== Information given ==
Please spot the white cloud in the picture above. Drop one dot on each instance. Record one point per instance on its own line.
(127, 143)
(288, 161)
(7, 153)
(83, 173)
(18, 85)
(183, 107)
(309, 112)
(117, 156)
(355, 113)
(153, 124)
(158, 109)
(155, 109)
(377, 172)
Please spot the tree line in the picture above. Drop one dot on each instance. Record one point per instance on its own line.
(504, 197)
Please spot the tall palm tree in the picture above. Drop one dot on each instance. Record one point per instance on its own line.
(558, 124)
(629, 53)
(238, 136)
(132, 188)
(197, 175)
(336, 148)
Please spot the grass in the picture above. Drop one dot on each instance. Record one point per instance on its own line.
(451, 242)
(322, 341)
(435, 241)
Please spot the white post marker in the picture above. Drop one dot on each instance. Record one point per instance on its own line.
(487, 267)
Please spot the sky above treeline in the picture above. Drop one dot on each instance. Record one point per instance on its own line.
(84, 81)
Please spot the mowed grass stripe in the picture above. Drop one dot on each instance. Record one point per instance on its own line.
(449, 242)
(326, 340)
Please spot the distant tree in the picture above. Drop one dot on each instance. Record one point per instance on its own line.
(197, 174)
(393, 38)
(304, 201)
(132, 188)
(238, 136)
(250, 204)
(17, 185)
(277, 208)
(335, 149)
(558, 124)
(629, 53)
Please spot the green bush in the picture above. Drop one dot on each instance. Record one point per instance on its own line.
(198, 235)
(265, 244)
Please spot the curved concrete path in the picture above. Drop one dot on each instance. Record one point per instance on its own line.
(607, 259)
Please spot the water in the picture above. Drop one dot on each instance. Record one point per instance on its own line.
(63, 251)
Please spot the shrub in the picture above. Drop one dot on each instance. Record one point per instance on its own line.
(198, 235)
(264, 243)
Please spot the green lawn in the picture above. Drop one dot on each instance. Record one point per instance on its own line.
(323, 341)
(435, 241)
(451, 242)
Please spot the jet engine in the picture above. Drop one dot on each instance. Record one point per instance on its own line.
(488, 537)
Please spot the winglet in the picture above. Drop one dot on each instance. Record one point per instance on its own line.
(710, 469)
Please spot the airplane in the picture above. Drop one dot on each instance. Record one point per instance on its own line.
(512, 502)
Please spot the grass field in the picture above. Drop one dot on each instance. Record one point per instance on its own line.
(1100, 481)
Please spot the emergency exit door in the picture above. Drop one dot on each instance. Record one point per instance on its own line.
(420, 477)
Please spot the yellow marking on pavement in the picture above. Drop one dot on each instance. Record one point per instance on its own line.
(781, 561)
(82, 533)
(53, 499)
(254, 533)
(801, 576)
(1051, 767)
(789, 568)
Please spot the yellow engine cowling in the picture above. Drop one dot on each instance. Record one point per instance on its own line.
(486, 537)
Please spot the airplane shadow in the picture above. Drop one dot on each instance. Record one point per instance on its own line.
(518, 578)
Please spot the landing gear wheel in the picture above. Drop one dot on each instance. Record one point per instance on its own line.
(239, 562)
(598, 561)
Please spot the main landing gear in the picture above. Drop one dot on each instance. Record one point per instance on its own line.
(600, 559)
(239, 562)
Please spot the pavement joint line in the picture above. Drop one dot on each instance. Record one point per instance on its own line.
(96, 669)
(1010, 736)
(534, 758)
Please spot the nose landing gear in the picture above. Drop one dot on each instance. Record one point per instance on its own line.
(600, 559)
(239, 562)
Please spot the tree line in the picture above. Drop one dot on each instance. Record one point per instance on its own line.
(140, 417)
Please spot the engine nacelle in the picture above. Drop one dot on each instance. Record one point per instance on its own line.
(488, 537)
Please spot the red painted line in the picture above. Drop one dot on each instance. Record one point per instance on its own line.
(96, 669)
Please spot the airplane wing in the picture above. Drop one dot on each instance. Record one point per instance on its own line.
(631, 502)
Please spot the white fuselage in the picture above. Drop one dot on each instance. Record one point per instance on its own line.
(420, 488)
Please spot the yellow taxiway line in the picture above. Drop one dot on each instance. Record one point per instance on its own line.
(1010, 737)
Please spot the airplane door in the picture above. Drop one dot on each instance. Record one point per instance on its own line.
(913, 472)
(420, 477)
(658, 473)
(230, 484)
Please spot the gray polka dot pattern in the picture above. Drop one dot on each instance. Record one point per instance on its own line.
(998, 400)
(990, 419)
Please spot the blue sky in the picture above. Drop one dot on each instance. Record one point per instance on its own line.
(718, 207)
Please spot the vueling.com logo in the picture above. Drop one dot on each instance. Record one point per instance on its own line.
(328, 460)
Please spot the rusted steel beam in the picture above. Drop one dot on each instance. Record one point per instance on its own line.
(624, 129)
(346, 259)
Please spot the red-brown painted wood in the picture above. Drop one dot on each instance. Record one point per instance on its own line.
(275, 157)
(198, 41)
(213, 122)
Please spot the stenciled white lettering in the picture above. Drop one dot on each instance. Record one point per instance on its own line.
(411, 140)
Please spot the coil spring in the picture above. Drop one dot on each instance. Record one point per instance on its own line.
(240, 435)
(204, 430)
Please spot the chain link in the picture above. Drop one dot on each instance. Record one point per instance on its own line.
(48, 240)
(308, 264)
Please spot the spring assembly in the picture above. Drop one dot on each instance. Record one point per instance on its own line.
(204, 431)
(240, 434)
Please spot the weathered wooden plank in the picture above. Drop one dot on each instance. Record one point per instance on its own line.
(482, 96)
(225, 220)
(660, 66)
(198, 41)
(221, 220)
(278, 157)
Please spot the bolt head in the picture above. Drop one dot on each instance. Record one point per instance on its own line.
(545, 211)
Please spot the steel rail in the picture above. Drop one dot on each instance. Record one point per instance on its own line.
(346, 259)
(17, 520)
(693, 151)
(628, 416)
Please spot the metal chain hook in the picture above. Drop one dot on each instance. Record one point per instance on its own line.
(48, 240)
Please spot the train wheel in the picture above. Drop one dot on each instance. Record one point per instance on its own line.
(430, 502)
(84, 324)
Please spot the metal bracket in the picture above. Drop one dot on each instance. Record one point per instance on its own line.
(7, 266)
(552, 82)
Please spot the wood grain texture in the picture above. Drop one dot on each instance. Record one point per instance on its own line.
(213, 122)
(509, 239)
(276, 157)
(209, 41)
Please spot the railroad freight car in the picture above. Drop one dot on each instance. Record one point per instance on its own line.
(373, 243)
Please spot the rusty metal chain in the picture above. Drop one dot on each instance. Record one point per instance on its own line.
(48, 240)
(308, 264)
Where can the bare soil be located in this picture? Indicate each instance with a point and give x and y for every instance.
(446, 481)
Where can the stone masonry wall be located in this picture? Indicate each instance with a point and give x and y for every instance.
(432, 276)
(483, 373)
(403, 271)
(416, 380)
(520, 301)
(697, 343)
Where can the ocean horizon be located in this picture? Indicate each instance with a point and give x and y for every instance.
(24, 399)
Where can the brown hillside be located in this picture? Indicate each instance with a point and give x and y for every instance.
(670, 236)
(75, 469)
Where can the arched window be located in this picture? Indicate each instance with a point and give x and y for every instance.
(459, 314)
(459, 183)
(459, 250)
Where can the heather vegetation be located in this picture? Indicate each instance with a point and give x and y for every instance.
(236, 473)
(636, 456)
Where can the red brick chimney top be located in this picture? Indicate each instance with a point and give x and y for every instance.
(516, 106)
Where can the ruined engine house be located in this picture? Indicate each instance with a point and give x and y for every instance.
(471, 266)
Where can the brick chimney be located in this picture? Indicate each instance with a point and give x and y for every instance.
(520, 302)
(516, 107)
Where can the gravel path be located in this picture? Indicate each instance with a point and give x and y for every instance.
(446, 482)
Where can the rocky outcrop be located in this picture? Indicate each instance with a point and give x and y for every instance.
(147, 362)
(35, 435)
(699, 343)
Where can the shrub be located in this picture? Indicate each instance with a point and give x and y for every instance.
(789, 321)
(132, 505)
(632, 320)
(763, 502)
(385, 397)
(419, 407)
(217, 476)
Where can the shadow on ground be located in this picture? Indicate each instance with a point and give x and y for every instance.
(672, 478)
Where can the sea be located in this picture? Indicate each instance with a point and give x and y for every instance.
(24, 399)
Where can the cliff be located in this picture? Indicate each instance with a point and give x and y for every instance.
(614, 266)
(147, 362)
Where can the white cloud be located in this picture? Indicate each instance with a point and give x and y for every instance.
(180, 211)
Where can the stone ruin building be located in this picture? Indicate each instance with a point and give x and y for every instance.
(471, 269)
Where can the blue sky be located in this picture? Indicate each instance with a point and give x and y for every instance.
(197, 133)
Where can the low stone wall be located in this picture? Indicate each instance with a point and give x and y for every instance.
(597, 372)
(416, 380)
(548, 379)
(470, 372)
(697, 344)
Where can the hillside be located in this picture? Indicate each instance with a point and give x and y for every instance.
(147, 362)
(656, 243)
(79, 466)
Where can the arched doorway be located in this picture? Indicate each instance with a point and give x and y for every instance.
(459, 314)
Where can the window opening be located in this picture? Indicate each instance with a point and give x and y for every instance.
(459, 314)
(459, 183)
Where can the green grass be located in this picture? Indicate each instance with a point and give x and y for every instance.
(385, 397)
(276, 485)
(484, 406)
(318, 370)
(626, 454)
===
Required work ▸ What is needed is an exact copy of the lines from the one containing "Where can the stone ruin" to the end of the data; please add nothing else.

Task answer ▸
Where can the stone ruin building be located in this picture? Indicate each instance with a point and give x and y for every instance.
(471, 269)
Where can the blue sky be located in this picture? Indicate each instance with a point and give x and y for every instance.
(197, 133)
Where can the low stone wall be located in this picture? Indicate each instance with a point and give x and y for every instance.
(597, 372)
(416, 380)
(548, 379)
(470, 372)
(697, 344)
Where can the hillside be located in this picture? Indicate each instance with a point and give x and y for every instance.
(147, 362)
(656, 243)
(79, 466)
Where can the arched doorway be located in this picture? Indicate each instance with a point and give x and y for every instance.
(459, 314)
Where can the window opening be located in this picture? Indicate each instance with a point and give x and y for every instance.
(459, 314)
(459, 183)
Where can the green grass be located in this picture? Indicate each instance with a point and give x and y for every instance.
(385, 397)
(276, 485)
(484, 406)
(318, 370)
(626, 454)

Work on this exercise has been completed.